=== Information given ===
────────────────────

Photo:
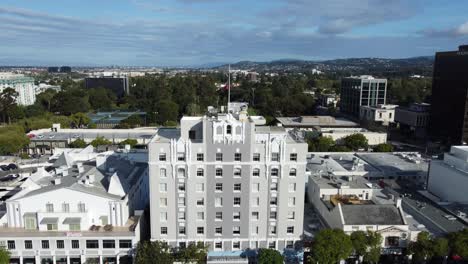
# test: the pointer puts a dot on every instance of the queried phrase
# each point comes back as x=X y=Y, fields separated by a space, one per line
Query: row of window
x=219 y=230
x=219 y=172
x=275 y=156
x=45 y=244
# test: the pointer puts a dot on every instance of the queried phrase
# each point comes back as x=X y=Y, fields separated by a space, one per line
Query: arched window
x=274 y=172
x=181 y=173
x=292 y=172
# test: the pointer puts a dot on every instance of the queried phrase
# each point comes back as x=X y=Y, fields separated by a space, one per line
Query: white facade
x=24 y=86
x=87 y=207
x=384 y=114
x=373 y=138
x=448 y=178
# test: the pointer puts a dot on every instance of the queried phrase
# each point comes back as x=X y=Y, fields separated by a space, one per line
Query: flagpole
x=229 y=86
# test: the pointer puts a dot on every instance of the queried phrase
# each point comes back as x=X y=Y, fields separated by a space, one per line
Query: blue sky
x=195 y=32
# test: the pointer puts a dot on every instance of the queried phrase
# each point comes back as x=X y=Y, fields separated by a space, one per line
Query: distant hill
x=415 y=65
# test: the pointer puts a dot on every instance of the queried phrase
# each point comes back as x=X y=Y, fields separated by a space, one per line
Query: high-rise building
x=227 y=181
x=449 y=108
x=361 y=91
x=23 y=85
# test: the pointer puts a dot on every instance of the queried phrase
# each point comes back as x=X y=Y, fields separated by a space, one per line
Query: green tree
x=355 y=141
x=4 y=255
x=331 y=246
x=100 y=141
x=384 y=147
x=148 y=252
x=269 y=256
x=78 y=143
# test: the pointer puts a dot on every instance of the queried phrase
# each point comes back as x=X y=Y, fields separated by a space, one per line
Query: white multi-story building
x=228 y=182
x=448 y=178
x=84 y=208
x=24 y=86
x=384 y=114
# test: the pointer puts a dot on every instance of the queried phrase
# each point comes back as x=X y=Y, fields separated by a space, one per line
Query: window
x=181 y=201
x=256 y=157
x=200 y=172
x=200 y=230
x=236 y=201
x=28 y=244
x=200 y=216
x=163 y=216
x=81 y=207
x=273 y=215
x=181 y=172
x=273 y=230
x=236 y=245
x=181 y=230
x=236 y=216
x=274 y=172
x=218 y=201
x=65 y=207
x=92 y=244
x=254 y=215
x=292 y=187
x=200 y=201
x=219 y=216
x=74 y=227
x=200 y=157
x=11 y=244
x=256 y=172
x=45 y=244
x=108 y=243
x=49 y=208
x=30 y=223
x=75 y=244
x=181 y=186
x=200 y=187
x=292 y=173
x=293 y=157
x=275 y=156
x=125 y=243
x=181 y=156
x=52 y=227
x=255 y=187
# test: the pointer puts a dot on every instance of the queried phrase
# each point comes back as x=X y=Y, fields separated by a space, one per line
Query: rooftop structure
x=85 y=206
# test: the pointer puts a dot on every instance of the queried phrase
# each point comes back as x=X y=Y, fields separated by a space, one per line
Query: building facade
x=361 y=91
x=449 y=107
x=224 y=180
x=24 y=86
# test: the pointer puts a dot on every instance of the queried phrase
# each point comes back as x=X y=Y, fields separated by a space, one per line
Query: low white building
x=383 y=114
x=86 y=206
x=448 y=178
x=23 y=85
x=373 y=138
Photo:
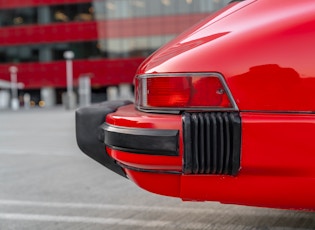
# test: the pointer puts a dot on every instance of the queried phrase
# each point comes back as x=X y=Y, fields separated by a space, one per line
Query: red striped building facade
x=109 y=38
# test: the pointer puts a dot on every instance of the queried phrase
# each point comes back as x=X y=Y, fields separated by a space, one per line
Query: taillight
x=189 y=91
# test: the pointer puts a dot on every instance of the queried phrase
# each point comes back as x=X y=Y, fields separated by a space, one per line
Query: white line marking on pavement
x=105 y=206
x=82 y=219
x=128 y=222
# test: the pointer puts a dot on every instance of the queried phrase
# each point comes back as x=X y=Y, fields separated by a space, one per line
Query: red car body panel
x=265 y=52
x=262 y=48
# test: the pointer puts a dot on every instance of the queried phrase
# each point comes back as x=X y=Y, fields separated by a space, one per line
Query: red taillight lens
x=182 y=92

────────────────────

=== Activity ===
Copy out each record word for word and omit any pictures.

=== Answer space ===
Photo:
# test: the pointer puts a dot on every instance of the queried phrase
# each point comes back as x=X y=Y, fields separated by a space, one per line
Query: row of window
x=219 y=230
x=219 y=172
x=275 y=156
x=45 y=244
# test: the pointer puts a dot on every instance of the queried phrase
# each point comes back as x=X y=Y, fields separated by a space, one per line
Query: arched window
x=274 y=172
x=181 y=173
x=292 y=172
# test: the pointer puts a dot on every instance of the queried phrase
# each point comes back as x=X y=Y, fields separated by a space, one per line
Query: white facade
x=24 y=86
x=87 y=207
x=384 y=114
x=373 y=138
x=448 y=178
# test: the pointer puts a dot on every instance of the queried phrase
# each point comes back as x=X y=Y, fields separated by a space, one per line
Query: flagpole
x=229 y=86
# test: the pointer puts a dot on every instance of the queried phrase
# each point comes back as x=X y=Y, fields separated by a space, one per line
Query: blue sky
x=195 y=32
# test: the pointer puts a dot on every instance of the queried phrase
# each point comes back as x=X y=Y, fields separated by a space, one per line
Query: distant hill
x=415 y=65
# test: the pointer puts a dot on every instance of the queried phrase
# each point comes back as x=X y=Y, fields separated by a space, one per line
Query: high-rise building
x=227 y=181
x=449 y=108
x=361 y=91
x=23 y=85
# test: the pointer puts a dot on every instance of the queried phrase
# each point comes back as x=X y=Y, fields separated by a space, one per line
Query: green tree
x=355 y=141
x=4 y=255
x=331 y=246
x=100 y=141
x=384 y=147
x=148 y=252
x=269 y=256
x=78 y=143
# test: the pointer puts a dot on every instance of the queried phrase
# each point comes back as x=X y=Y, fields separated by a space, one per line
Query: white multi-story building
x=228 y=182
x=448 y=178
x=84 y=208
x=24 y=86
x=384 y=114
# test: the pointer puts a dot on every instance of the queried phrase
# each point comes back as x=X y=Y, fields separated by a space, one per line
Query: window
x=181 y=201
x=256 y=157
x=200 y=172
x=200 y=230
x=236 y=201
x=28 y=244
x=200 y=216
x=163 y=216
x=81 y=207
x=273 y=215
x=181 y=172
x=273 y=230
x=236 y=245
x=181 y=230
x=236 y=216
x=274 y=172
x=218 y=201
x=65 y=207
x=92 y=244
x=254 y=215
x=292 y=187
x=200 y=201
x=219 y=216
x=74 y=227
x=200 y=157
x=11 y=244
x=256 y=172
x=45 y=244
x=108 y=243
x=49 y=208
x=30 y=223
x=75 y=244
x=181 y=186
x=200 y=187
x=292 y=173
x=293 y=157
x=275 y=156
x=125 y=243
x=181 y=156
x=52 y=227
x=255 y=187
# test: the pointer puts a dot on every instance of the queried phrase
# each point comes back as x=X y=Y, fields separated by a space, one per line
Query: rooftop structure
x=85 y=206
# test: the pointer puts a dot on every instance of the queried phrase
# each point comes back as x=X y=Y, fields separated by a space, one per line
Query: building facade
x=361 y=91
x=449 y=107
x=224 y=180
x=24 y=86
# test: the pointer puts a dot on every instance of the queried phrase
# each point comes back as x=X y=Y, fields separated by a space, one per line
Query: low white building
x=383 y=114
x=86 y=206
x=448 y=178
x=23 y=85
x=373 y=138
Photo:
# test: the pointer puts a dot on every instance of the queried phrase
# each point comes back as x=X y=Y, fields separated by a space, one per line
Query: red striped building facade
x=109 y=38
# test: the pointer puts a dot on every instance of the queried phrase
# each point comes back as x=X y=Y, fields separated by a space, one per line
Query: taillight
x=189 y=91
# test: the pointer puts a dot on every instance of the queried phrase
# each point comes back as x=X y=Y, fields separated by a space, one per line
Query: white line marking on pavement
x=105 y=206
x=82 y=219
x=128 y=222
# test: the pointer puts a dot on every instance of the queried phrase
# each point comes back as x=X y=Y, fields separated by a space, one per line
Query: red car body panel
x=265 y=52
x=262 y=48
# test: the pointer puts a dot on every instance of the queried phrase
# each point comes back as x=X y=Y, fields separated by a space, one per line
Query: red taillight lens
x=182 y=92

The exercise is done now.